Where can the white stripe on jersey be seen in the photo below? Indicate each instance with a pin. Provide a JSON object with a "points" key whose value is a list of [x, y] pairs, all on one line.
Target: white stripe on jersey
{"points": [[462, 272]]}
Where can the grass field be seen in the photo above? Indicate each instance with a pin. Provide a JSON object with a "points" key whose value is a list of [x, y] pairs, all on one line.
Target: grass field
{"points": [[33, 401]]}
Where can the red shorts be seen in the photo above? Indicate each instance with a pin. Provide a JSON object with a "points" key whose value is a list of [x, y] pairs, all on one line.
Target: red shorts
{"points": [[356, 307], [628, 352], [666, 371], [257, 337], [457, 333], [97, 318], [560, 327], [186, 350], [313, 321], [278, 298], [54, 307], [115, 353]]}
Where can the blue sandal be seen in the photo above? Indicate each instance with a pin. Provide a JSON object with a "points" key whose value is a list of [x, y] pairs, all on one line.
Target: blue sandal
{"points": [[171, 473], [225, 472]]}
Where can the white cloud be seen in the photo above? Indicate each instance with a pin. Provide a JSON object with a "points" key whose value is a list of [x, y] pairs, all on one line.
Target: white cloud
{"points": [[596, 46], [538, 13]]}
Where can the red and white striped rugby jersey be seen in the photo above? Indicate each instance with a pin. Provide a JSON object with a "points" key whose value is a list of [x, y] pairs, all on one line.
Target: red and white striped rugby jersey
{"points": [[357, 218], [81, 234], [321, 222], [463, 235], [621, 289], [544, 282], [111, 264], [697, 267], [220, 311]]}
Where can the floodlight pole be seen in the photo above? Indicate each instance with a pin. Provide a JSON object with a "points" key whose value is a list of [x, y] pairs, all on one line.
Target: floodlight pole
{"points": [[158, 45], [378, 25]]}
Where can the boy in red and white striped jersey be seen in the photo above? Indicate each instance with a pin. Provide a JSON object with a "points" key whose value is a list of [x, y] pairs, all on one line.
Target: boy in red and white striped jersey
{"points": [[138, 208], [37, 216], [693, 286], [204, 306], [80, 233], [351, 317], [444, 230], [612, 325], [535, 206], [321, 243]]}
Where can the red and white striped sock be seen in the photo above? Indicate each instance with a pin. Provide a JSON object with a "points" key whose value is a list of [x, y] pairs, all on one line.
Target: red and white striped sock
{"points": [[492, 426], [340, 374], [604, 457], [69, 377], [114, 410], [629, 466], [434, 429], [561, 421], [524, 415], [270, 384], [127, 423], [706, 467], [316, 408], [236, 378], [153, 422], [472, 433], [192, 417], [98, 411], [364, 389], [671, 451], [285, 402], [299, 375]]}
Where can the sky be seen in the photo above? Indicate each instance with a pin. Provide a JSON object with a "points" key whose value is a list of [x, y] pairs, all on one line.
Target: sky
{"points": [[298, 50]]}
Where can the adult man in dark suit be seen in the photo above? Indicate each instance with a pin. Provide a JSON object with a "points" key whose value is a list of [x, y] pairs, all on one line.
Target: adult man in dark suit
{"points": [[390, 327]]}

WHAT YOU NEED TO DO
The answer should be the full set of records, reproduced exactly.

ANSWER SECTION
Where can the white stripe on jersey be seen in the photo below? Indicate each instance with a pin. Provide a JSON object with a "points" key whose value is a list of [x, y] pairs, all on one line.
Target: white stripe on jersey
{"points": [[462, 272]]}
Where can the grass field be seen in the photo above? Indicate each instance with a pin. Provide a JSON object with a "points" key whose value is a list of [x, y] pairs, all on one line.
Target: grass field
{"points": [[33, 401]]}
Where can the red shorts be seen in the photo above? Indicate each instance with a pin. Provide a JSON object with a "points" key whose value is a list of [x, y] pairs, all on one line.
Target: red shorts
{"points": [[356, 307], [628, 352], [666, 371], [257, 337], [457, 333], [97, 318], [560, 327], [186, 350], [313, 321], [278, 298], [54, 307], [115, 353]]}
Where can the blue sandal be seen in the photo above? Indicate each instance with a pin. Provide a JSON object with a "points" key whose value is a list of [x, y] pairs, all on one line.
Target: blue sandal
{"points": [[171, 473], [225, 472]]}
Where can the white cloud be seen in the photo above? Indicate each instance with a pin. Provide a JSON object with a "points" key whose value is a list of [x, y] pairs, all on one line.
Target: white cloud
{"points": [[596, 46], [538, 13]]}
Where can the red and white striped rugby jersey be seen in the photo above? Indicate each instance with a pin. Provide a JSON object with a "points" key whose value is a list of [x, y] pairs, all on one line.
Target: red and white striped rugby jersey
{"points": [[357, 218], [81, 234], [321, 222], [463, 235], [621, 289], [544, 282], [111, 264], [697, 267], [220, 311]]}
Where can the floodlight pole be seen in the photo above? Indicate each instance with a pin. Provide a JSON object with a "points" key whose value is a list of [x, y] pairs, all on one line.
Target: floodlight pole
{"points": [[158, 45], [378, 25]]}
Where can the boy in red and white striped jersey be seen in the photo above? Indicate each instance with a pin. Provide a JSON object with a "points" key whose value is a list of [x, y] pairs, all on one line.
Target: boy in red and white striped jersey
{"points": [[138, 208], [37, 216], [693, 286], [204, 306], [80, 233], [351, 317], [444, 230], [612, 325], [535, 206], [321, 243]]}
Where can the red and white striped sock be seen in the photo above? Indicate each instance with a pin. Provide a JSON object with a "points" key whose value is a list of [x, y] pairs, all on one line.
Target: red and white striped sock
{"points": [[492, 426], [340, 374], [604, 457], [69, 377], [114, 410], [629, 466], [434, 429], [561, 421], [524, 415], [270, 384], [127, 423], [706, 467], [316, 408], [236, 378], [153, 422], [472, 433], [192, 417], [98, 411], [364, 389], [671, 451], [285, 402], [299, 375]]}
Where can the sky be seen in the photo above? Indicate each instance with a pin. Provide a JSON object with a "points" key whose value is a list of [x, y] pairs, all on one line.
Target: sky
{"points": [[298, 50]]}
Where can the adult man in dark suit be seen in the photo above? Indicate each instance with a pin. Provide a JSON object with a "points" key whose value is a list of [x, y] pairs, all on one line.
Target: adult man in dark suit
{"points": [[390, 327]]}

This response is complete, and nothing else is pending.